Extrait du document:
____
Actualité Energies renouvelables
La péninsule de Dingle dans le comté de Kerry en Irlande

L’Irlande passe au vert

Après deux ans d’austérité radicale, l’économie irlandaise connaît une embellie et cela grâce, notamment, aux nouveaux revenus que l’Etat tire des énergies renouvelables et de la taxation des énergies fossiles et des déchets.

Publié le 7 janvier 2013 à 16:18
via FlickrCC  | La péninsule de Dingle dans le comté de Kerry en Irlande

L’Irlande fait tout pour rompre avec les années de vaches maigres. Et le plan de sauvetage du Fonds monétaire international (FMI), qui a injecté 1,17 milliards de dollars dans les caisses du pays voilà quelques semaines, n’est pas le seul responsable de l’embellie des finances et du moral des très fiers Irlandais : le gouvernement et la population y ont également apporté leur pierre en optant pour une stratégie de croissance totalement innovante fondée sur les énergies renouvelables.
____
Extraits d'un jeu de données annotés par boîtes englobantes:
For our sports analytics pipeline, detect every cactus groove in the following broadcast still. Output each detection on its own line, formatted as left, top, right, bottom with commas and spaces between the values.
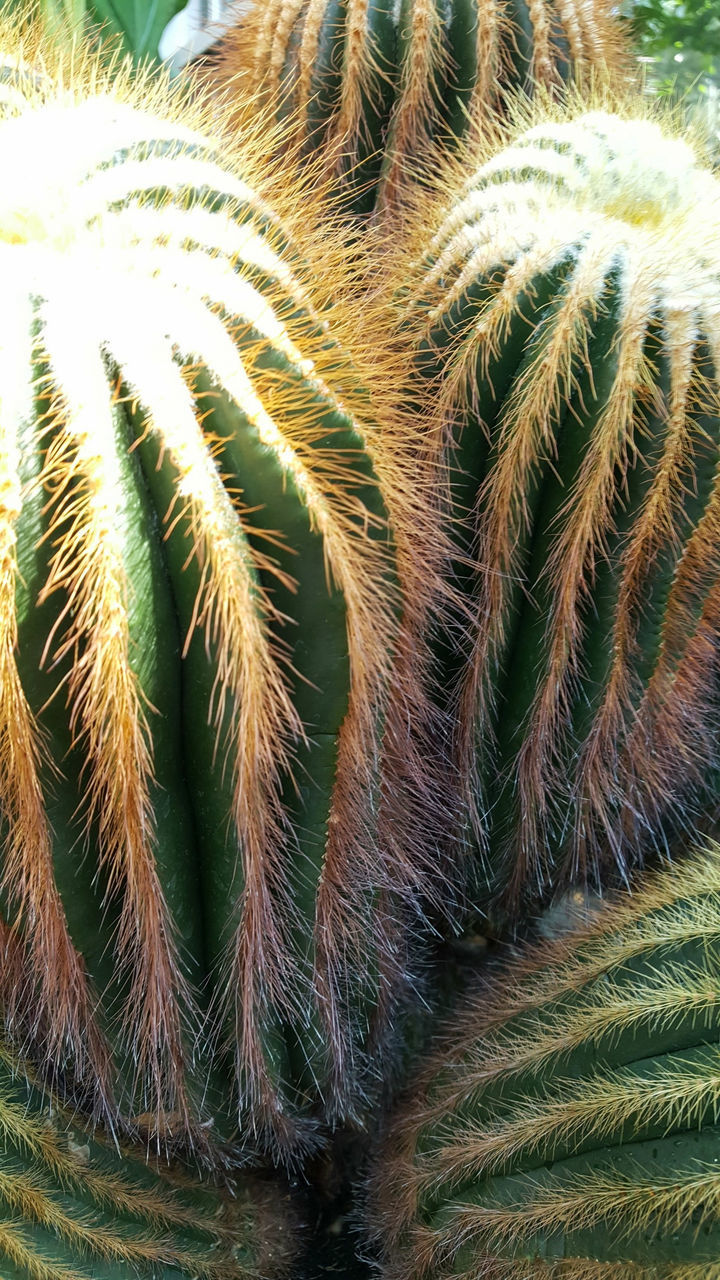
0, 15, 430, 1151
206, 0, 624, 212
389, 101, 720, 908
0, 1046, 295, 1280
372, 844, 720, 1280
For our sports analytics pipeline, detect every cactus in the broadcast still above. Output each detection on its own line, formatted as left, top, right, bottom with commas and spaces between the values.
393, 97, 720, 909
0, 1046, 296, 1280
204, 0, 625, 212
372, 844, 720, 1280
0, 12, 440, 1151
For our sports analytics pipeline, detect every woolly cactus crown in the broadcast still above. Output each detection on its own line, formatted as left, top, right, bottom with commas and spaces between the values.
213, 0, 628, 212
0, 20, 438, 1143
398, 102, 720, 911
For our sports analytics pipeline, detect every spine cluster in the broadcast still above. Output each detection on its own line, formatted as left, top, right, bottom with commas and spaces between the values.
372, 845, 720, 1280
389, 110, 720, 905
207, 0, 624, 214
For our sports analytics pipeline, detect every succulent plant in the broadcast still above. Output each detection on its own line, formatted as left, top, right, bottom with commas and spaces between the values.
0, 12, 443, 1149
0, 1046, 296, 1280
384, 97, 720, 909
207, 0, 625, 212
4, 0, 183, 61
372, 844, 720, 1280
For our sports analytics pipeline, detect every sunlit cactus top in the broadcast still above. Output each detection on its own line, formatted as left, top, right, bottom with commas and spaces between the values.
0, 17, 420, 1142
372, 845, 720, 1280
206, 0, 626, 211
397, 104, 720, 899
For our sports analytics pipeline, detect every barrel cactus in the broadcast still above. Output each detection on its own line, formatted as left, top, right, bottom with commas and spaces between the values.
0, 1044, 296, 1280
384, 101, 720, 909
372, 844, 720, 1280
0, 15, 440, 1151
207, 0, 624, 212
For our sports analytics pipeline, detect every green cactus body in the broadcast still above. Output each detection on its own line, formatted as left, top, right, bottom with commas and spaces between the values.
394, 109, 720, 906
0, 1050, 293, 1280
372, 845, 720, 1280
0, 30, 398, 1151
214, 0, 623, 214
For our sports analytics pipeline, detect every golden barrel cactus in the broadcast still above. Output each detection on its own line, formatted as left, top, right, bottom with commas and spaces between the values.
370, 844, 720, 1280
381, 99, 720, 909
203, 0, 629, 212
0, 23, 443, 1152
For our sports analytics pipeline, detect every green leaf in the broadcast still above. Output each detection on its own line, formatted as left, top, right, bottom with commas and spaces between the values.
84, 0, 184, 59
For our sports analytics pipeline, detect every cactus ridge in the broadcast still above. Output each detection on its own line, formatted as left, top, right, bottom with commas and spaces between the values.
207, 0, 623, 212
0, 1048, 287, 1280
392, 102, 719, 902
373, 844, 720, 1280
0, 31, 441, 1151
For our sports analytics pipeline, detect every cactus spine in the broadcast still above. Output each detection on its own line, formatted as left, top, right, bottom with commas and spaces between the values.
386, 104, 720, 906
373, 845, 720, 1280
207, 0, 623, 212
0, 31, 438, 1149
0, 1047, 293, 1280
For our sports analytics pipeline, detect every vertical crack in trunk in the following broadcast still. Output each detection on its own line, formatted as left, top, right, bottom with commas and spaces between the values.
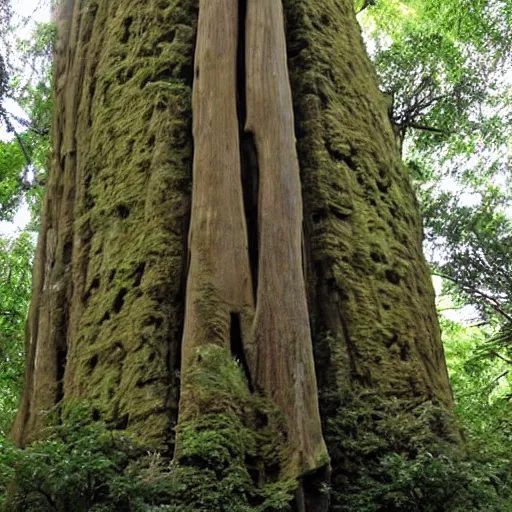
____
Reformulez sous forme de liste le paragraphe de l'article qui commence par « Après deux ans d'austérité », en gardant ses faits principaux.

- Après deux ans d'austérité radicale, l'économie irlandaise connaît une embellie.
- Cette amélioration vient notamment des nouveaux revenus que l'État tire :
  - des énergies renouvelables ;
  - de la taxation des énergies fossiles et des déchets.